As of 18 Sept 2014, the cumulative number of Ebola cases (probable, confirmed and suspected) in the countries with widespread and intense transmission (i.e. Guinea, Liberia and Sierra Leone) stands at 5,335, with 2,622 recorded deaths. This equates to a mortality rate of 49%. In addition, countries with initial case or cases, or with localized transmission have 21 cases and 8 deaths in Nigeria and 1 case in Senegal. Approximately 45% of the total number of reported cases were recorded within the past four weeks1. A worse-case scenario puts the total number of fatalities at over 20,000 if the outbreak is not contained efficiently and effectively.
The official epidemiological data that is available is not disaggregated by sex and age, so it is impossible to get a clear understanding of what the actual situation is vis-à-vis gender disparities amongst reported cases.

INPUT DATA:
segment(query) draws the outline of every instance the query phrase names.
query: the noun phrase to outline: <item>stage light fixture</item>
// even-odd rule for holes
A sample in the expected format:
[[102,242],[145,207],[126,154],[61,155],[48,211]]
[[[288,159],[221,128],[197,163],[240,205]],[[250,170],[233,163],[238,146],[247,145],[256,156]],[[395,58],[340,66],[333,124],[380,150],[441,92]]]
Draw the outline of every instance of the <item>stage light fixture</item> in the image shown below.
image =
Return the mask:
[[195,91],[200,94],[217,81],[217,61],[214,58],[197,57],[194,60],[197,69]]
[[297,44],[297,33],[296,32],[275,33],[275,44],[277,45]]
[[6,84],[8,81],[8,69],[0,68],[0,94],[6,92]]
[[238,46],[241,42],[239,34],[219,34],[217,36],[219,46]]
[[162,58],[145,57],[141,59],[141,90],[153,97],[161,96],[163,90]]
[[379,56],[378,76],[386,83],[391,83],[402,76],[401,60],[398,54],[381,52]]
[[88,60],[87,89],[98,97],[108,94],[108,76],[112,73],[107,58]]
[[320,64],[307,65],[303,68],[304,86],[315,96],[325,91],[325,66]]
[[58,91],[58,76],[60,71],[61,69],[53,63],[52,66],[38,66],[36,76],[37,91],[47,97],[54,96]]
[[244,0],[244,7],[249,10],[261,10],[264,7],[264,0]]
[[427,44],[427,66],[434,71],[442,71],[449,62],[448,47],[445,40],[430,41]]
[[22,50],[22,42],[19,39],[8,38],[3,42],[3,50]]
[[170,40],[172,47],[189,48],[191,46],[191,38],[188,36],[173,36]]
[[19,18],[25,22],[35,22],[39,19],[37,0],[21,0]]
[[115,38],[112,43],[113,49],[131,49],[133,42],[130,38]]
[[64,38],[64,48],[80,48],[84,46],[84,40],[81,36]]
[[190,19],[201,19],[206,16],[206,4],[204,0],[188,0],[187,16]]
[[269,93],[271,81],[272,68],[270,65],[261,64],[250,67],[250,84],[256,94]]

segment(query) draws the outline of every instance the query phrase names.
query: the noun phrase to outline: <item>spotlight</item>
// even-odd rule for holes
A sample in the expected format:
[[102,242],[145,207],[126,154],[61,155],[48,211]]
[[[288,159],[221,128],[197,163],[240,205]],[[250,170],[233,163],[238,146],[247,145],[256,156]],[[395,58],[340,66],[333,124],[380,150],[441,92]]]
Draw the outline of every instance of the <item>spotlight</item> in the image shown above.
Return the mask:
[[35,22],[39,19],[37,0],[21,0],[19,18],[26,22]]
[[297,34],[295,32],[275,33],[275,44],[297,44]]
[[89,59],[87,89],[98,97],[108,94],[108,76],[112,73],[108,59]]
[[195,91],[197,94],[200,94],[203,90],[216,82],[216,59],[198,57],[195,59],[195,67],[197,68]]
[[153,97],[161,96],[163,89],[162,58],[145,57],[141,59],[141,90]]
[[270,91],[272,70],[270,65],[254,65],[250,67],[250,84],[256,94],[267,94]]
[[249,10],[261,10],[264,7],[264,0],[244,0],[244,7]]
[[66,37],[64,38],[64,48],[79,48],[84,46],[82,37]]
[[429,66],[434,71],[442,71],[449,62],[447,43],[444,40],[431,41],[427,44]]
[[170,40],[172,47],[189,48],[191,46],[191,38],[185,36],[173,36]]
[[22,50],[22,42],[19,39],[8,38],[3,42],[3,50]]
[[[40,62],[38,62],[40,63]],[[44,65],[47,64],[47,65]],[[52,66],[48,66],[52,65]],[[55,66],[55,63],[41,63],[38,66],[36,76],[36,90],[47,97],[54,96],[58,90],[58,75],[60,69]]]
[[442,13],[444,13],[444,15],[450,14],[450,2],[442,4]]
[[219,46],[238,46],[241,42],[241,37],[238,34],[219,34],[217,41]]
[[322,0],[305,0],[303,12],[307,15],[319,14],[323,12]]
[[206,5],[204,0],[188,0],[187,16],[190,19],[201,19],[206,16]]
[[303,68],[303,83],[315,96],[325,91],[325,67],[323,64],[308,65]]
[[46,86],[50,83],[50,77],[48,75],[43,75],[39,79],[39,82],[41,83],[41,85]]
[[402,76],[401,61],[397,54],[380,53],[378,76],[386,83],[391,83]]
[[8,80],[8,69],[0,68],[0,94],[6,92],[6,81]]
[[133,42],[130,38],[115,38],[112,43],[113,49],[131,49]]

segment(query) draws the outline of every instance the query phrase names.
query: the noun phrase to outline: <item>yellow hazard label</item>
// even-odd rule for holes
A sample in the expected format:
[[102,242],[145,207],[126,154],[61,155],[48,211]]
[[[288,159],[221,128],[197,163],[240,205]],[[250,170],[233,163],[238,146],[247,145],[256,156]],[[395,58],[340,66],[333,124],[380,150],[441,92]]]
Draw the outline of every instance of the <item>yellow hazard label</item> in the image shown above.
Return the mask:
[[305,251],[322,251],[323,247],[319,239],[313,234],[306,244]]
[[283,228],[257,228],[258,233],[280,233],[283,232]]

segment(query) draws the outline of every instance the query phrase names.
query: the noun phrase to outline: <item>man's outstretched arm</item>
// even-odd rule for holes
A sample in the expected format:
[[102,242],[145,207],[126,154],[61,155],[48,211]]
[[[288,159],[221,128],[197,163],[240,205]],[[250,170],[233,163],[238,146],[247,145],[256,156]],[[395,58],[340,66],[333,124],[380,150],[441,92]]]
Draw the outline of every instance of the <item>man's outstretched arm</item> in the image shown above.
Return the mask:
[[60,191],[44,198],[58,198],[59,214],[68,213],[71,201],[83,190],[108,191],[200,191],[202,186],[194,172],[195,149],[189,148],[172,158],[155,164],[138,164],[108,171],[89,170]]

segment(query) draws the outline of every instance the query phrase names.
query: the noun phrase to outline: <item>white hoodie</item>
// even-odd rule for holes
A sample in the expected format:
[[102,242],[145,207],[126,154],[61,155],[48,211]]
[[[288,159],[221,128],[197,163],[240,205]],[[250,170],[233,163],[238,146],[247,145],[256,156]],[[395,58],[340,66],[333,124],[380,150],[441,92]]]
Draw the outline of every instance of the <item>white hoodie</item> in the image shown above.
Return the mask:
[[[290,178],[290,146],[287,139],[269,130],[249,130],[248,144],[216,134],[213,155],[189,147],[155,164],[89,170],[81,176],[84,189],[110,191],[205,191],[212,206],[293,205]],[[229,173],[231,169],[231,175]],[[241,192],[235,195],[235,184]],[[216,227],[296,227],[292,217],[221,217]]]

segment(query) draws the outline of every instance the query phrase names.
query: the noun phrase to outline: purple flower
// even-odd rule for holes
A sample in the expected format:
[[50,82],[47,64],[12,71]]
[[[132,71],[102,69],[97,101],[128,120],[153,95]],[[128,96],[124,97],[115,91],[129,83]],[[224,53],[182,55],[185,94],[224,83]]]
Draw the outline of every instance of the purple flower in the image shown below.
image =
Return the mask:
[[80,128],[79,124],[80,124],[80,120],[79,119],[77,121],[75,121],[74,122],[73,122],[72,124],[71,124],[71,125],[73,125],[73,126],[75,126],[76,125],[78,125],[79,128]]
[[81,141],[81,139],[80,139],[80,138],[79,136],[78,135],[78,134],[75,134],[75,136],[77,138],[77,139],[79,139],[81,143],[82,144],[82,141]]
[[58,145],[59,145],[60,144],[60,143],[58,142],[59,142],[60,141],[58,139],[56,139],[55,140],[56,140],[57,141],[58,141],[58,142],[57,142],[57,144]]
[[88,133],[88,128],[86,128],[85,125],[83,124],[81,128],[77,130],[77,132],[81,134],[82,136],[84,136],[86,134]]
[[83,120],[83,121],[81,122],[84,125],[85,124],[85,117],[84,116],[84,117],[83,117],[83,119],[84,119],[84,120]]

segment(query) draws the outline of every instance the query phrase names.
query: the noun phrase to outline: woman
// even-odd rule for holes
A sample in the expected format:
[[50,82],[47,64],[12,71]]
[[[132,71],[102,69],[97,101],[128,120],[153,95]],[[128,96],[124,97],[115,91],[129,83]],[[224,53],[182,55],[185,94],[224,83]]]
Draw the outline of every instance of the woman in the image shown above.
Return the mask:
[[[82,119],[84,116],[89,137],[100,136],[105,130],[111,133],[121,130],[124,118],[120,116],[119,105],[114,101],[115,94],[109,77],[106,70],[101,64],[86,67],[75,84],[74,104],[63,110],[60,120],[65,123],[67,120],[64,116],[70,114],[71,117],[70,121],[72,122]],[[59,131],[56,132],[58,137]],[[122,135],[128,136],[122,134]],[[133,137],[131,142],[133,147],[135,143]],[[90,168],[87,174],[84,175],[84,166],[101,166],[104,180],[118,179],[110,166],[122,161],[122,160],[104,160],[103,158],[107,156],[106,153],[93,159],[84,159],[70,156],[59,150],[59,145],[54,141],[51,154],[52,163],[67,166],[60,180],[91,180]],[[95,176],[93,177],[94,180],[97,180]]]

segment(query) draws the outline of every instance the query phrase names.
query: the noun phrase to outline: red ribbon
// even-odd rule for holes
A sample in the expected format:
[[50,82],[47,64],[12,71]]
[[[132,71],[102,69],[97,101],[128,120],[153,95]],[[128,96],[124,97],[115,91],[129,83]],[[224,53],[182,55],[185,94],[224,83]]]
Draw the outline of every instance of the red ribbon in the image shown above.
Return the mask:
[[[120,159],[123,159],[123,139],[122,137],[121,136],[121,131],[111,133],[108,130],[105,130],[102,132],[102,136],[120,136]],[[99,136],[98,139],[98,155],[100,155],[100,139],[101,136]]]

TASKS TO COMPLETE:
[A] List every country named in the Ebola passage.
[B] Write what comes next in the Ebola passage, starting after its final sentence.
The records have no connection to the Ebola passage.

ANSWERS GIVEN:
[A] Guinea, Liberia, Sierra Leone, Nigeria, Senegal

[B]
Irrespective of the actual figures, this does not negate the potential for women and girls to be more at risk as victims of the outbreak. Historical evidence demonstrates the vulnerability of women and girls and as such, it is essential that gender is integrated into the consolidated response strategies. This has been attributed to some of the cultural and traditional practices in the affected communities of West Africa. These include:
Women are more likely to be front-line health workers or health facility service-staff (e.g. cleaners, laundry etc.) and as such they are more likely to be exposed to the disease – non-disaggregated data records 318 healthcare worker cases with 144 deaths in Guinea, Sierra Leone and Liberia as of 18 September 2014. This equated to a mortality rate of 47%.
Norms and customs dictate that women and girls play the role of caretakers for ill family members. Feeding and washing persons infected with Ebola increases the risk they face of contracting the disease, through contact with bodily fluids of infected persons.
Similarly, women are often traditionally tasked with preparing dead-bodies for burial which again brings them into direct contact with the disease.
In addition, given that pregnant women are more likely to have contact with health services (antenatal care and delivery), they experience greater exposure to infections in health facilities. Also, Ebola has a devastating impact on fetuses, with most ending in spontaneous abortion and the only record of a child born after its mother was infected, lived for just three days5.